REQUEST
Give every line of the records below as a numbered list, skipping blank lines and leaving out the pictures.
·····
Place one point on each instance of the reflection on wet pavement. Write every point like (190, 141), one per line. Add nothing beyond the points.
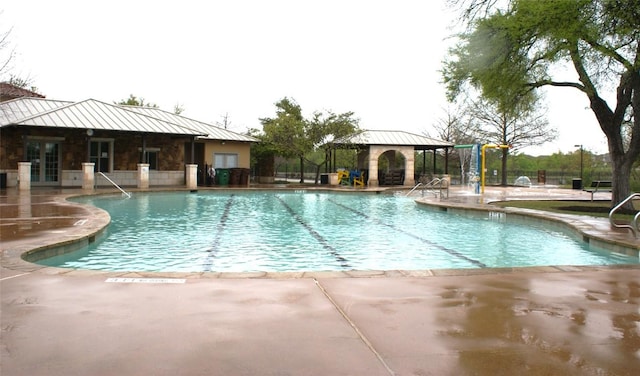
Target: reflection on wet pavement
(545, 326)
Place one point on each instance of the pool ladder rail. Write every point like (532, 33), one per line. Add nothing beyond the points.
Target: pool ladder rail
(124, 193)
(633, 226)
(436, 186)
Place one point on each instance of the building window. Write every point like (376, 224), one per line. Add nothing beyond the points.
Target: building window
(150, 157)
(225, 160)
(45, 161)
(101, 154)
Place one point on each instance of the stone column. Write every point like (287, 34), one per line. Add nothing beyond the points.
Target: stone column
(143, 175)
(24, 176)
(88, 175)
(192, 176)
(409, 167)
(373, 170)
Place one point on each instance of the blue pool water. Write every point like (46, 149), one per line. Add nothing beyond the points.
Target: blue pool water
(308, 231)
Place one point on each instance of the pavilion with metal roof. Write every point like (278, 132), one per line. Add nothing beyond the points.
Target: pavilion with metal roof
(375, 143)
(57, 138)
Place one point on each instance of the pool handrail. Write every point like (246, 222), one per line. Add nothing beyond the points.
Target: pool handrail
(634, 223)
(116, 185)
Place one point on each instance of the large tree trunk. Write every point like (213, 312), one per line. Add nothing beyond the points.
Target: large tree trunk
(621, 166)
(301, 169)
(505, 152)
(621, 160)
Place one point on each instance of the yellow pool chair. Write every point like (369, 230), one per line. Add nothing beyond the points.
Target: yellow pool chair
(359, 181)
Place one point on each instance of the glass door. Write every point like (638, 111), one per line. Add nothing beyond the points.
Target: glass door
(45, 161)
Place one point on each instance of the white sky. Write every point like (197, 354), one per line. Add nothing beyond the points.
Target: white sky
(379, 59)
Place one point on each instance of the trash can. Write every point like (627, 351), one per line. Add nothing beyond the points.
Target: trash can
(577, 184)
(244, 176)
(222, 176)
(234, 176)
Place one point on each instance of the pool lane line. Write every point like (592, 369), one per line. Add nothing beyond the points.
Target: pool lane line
(211, 252)
(343, 262)
(452, 252)
(13, 276)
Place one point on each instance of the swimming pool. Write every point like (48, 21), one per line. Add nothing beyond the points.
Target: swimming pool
(312, 231)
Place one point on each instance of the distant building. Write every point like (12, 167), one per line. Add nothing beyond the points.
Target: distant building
(9, 91)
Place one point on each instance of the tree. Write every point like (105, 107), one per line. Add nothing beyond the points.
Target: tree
(457, 127)
(225, 123)
(518, 50)
(287, 131)
(134, 101)
(7, 52)
(516, 125)
(324, 127)
(291, 135)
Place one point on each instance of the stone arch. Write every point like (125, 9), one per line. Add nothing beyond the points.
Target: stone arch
(375, 151)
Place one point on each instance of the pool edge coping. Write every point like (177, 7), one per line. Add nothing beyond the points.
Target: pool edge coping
(12, 259)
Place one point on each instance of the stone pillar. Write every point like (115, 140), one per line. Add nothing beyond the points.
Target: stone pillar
(88, 175)
(192, 176)
(409, 167)
(143, 175)
(373, 170)
(24, 176)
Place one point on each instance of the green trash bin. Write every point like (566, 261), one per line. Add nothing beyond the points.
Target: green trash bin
(222, 176)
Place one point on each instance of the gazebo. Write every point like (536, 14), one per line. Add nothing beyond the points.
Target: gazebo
(374, 143)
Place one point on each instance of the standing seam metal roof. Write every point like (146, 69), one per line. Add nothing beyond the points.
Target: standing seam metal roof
(20, 108)
(93, 114)
(209, 131)
(400, 138)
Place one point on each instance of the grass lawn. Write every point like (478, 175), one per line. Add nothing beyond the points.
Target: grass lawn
(592, 208)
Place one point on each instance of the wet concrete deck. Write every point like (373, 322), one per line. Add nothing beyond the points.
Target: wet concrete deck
(534, 321)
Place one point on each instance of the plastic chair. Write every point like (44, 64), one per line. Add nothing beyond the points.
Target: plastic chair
(359, 181)
(343, 177)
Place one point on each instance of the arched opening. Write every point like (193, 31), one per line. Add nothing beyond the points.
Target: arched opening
(392, 168)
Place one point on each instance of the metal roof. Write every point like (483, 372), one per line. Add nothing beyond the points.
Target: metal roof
(93, 114)
(209, 131)
(399, 138)
(13, 110)
(10, 90)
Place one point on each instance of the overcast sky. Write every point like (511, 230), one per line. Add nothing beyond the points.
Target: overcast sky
(379, 59)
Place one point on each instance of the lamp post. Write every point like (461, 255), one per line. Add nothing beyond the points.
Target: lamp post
(581, 163)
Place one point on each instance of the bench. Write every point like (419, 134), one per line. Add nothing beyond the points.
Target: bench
(599, 186)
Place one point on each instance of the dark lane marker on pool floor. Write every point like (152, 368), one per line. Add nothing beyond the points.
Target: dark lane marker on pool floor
(452, 252)
(343, 262)
(208, 262)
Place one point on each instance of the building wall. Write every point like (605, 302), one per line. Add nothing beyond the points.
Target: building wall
(74, 148)
(242, 149)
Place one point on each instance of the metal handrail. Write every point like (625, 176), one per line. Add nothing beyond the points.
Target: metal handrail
(435, 183)
(634, 223)
(414, 188)
(115, 185)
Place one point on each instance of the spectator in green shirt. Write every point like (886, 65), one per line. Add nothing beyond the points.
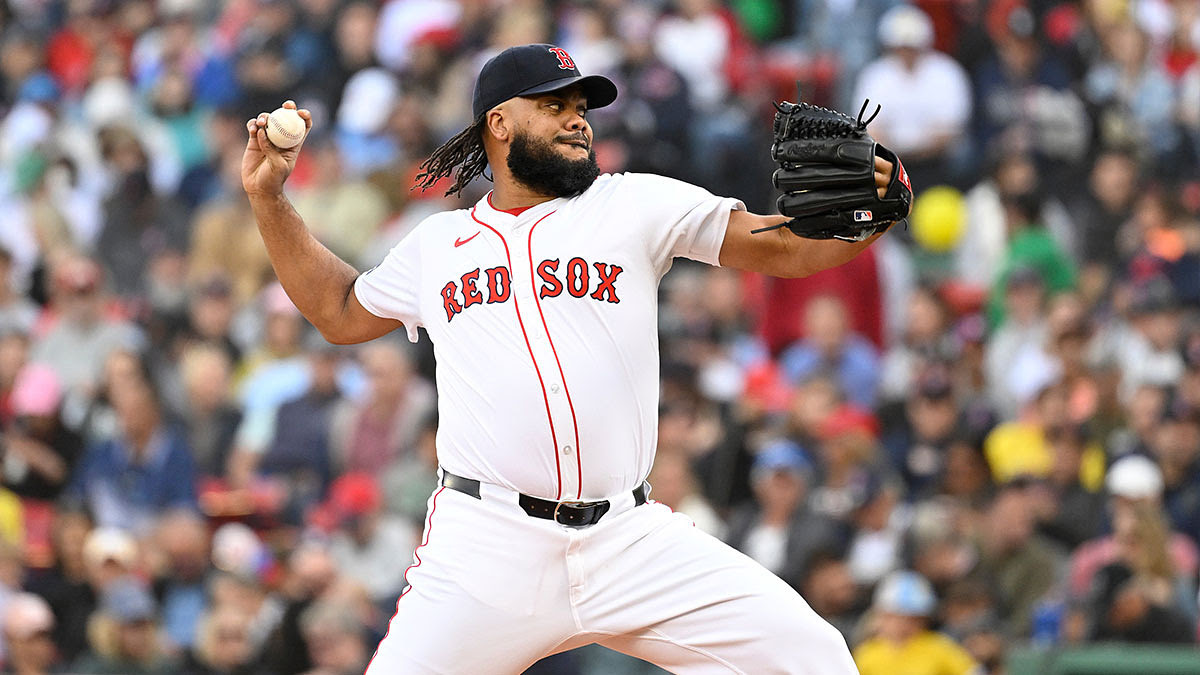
·····
EXERCISE SOLUTION
1. Place one point on each instance of the reflection on wet pavement. Write every point like (190, 141), one per line. Add nothing beyond the points.
2. Target: reflection on wet pavement
3. (545, 326)
4. Place one point on each instance of the pool ladder rail. Write every point like (532, 33), one per line. Add nothing beyond the points.
5. Target: pool ladder rail
6. (124, 193)
7. (633, 226)
8. (436, 186)
9. Place one point on each instance of the building window. Write every point like (376, 224), one per line. Add nothing beyond the points.
10. Target: building window
11. (150, 157)
12. (225, 160)
13. (45, 161)
14. (101, 154)
15. Place one point on each instance of the stone column. Write every point like (287, 34), one per line. Add nothing beyond the points.
16. Target: stone column
17. (143, 175)
18. (24, 176)
19. (88, 175)
20. (192, 176)
21. (409, 167)
22. (373, 170)
23. Place one point on each instance of the blue pool water. Write every point like (46, 149), one per line. Add nothing beyond the points.
24. Target: blue pool water
25. (308, 231)
26. Place one point on each instance of the pavilion with metal roof. Write every point like (278, 132), one per line. Add nothing beyond the points.
27. Target: pavilion with metal roof
28. (375, 143)
29. (57, 138)
30. Place one point on each instance of the pool handrail. Write every point like (246, 222), one per line. Add nothing beyond the points.
31. Target: pool handrail
32. (634, 223)
33. (116, 185)
34. Place one point on each instance of the large tree trunk. Write every point like (213, 312), one per line. Add nothing beyond the points.
35. Target: large tree trunk
36. (621, 166)
37. (301, 169)
38. (505, 152)
39. (621, 160)
40. Place one point on each instance of the yellow pool chair. Write every point like (369, 230), one per line. Add nothing beyond the points.
41. Target: yellow pool chair
42. (359, 181)
43. Place one point on each instance of the glass door. Write every point like (638, 111), one per line. Add nothing beyond the points.
44. Target: glass door
45. (45, 161)
46. Place one point on each instance of the white sky. Write every point like (197, 354), one per line. Add nothing beyond the points.
47. Target: white sky
48. (379, 59)
49. Place one point on each instance of the trash can. Write every point like (627, 351), one per line. Add nothing beyond the points.
50. Target: trash can
51. (577, 184)
52. (244, 176)
53. (222, 176)
54. (234, 176)
55. Place one point on each instance of the pool lane line. Write every point like (592, 369), one per line. Add nothing beyond the points.
56. Target: pool lane line
57. (211, 252)
58. (343, 262)
59. (452, 252)
60. (13, 276)
61. Place one point on each instance of the swimming pool. Write every point like (48, 21), one per line. Add nothing beyond the points.
62. Target: swimming pool
63. (312, 231)
64. Place one point on each instance of the distant building. Write every point like (12, 167), one per line. Add nothing beyond the points.
65. Target: distant building
66. (9, 91)
67. Place one point on each instance of the tree. Write every point like (105, 107), one per line. Add nothing beyond the points.
68. Target: tree
69. (457, 127)
70. (225, 123)
71. (518, 50)
72. (287, 131)
73. (134, 101)
74. (7, 52)
75. (516, 125)
76. (324, 127)
77. (291, 135)
78. Place one point on each instance of the stone arch. Write every point like (125, 9), one per line. Add nothing beyond the points.
79. Target: stone arch
80. (375, 151)
81. Place one point on each instance of the pool edge coping. Write every point like (177, 7), one per line. Add nothing beyond the points.
82. Target: pool edge coping
83. (12, 259)
84. Place one point on each instance of the stone pillar. Write every point like (115, 140), one per line. Add nothing beyond the points.
85. Target: stone pillar
86. (88, 175)
87. (192, 176)
88. (409, 167)
89. (143, 175)
90. (373, 170)
91. (24, 176)
92. Place one point on each instance of the green trash bin. Write every point like (566, 261), one per line. Add nothing beyond the points.
93. Target: green trash bin
94. (222, 176)
95. Place one point on each instance of the gazebo. Write every point like (536, 14), one per line. Add nothing beyond the points.
96. Target: gazebo
97. (374, 143)
98. Place one point on each instance of the standing seam metal roof. Write every point like (146, 69), one per line. Add nothing beyond the points.
99. Target: standing seam metal roof
100. (20, 108)
101. (93, 114)
102. (209, 131)
103. (400, 138)
104. Place one point on each instance of the grass lawn. Write every point like (478, 175), one per line. Add nothing beyond the points.
105. Target: grass lawn
106. (592, 208)
107. Place one point on each instance of the wet concrete deck. Write every point like (373, 322), one per line. Add nothing beyond the points.
108. Target: wet concrete deck
109. (534, 321)
110. Place one point on each instance of the plastic chair. Write every point like (44, 64), one per line. Add nothing beyond the points.
111. Target: plastic chair
112. (359, 181)
113. (343, 177)
114. Place one point on each instance of the arched opening. Write every point like (193, 31), one per line. Add nothing beyond the points.
115. Target: arched opening
116. (392, 168)
117. Place one point on each instance of the metal roof. Write every point like (483, 372), one per line. Add nothing beyond the points.
118. Target: metal roof
119. (93, 114)
120. (209, 131)
121. (399, 138)
122. (13, 110)
123. (10, 90)
124. Place one point on each instance of the overcast sky. Write every point like (511, 230), one per line. Add nothing beyond the points.
125. Target: overcast sky
126. (379, 59)
127. Place one point on each instance of the lamp post. Write every point like (461, 255), one per line. Add nothing beyond the points.
128. Target: lamp post
129. (581, 163)
130. Place one point on each instance of the bench. Write every point like (419, 134), one per line. Add nothing beyond the points.
131. Target: bench
132. (599, 186)
133. Place one point on each instance of the dark lane marker on pool floor. Write every point like (152, 368), one per line. Add nothing beyond the points.
134. Target: dark lane marker on pool floor
135. (452, 252)
136. (343, 262)
137. (208, 262)
138. Place one point on each instance of the building wall. Write every point like (605, 302), one per line. Add nothing beyond the points.
139. Target: building wall
140. (74, 148)
141. (242, 149)
142. Place one point on each instance of the metal handrail. Write every point like (625, 176), one per line. Add nothing beyond the points.
143. Target: metal handrail
144. (435, 183)
145. (634, 223)
146. (414, 188)
147. (115, 185)
148. Place one point on each instance of the spectator in green shirt. Write every point like (886, 65), one per line. Add nothing beyond the points.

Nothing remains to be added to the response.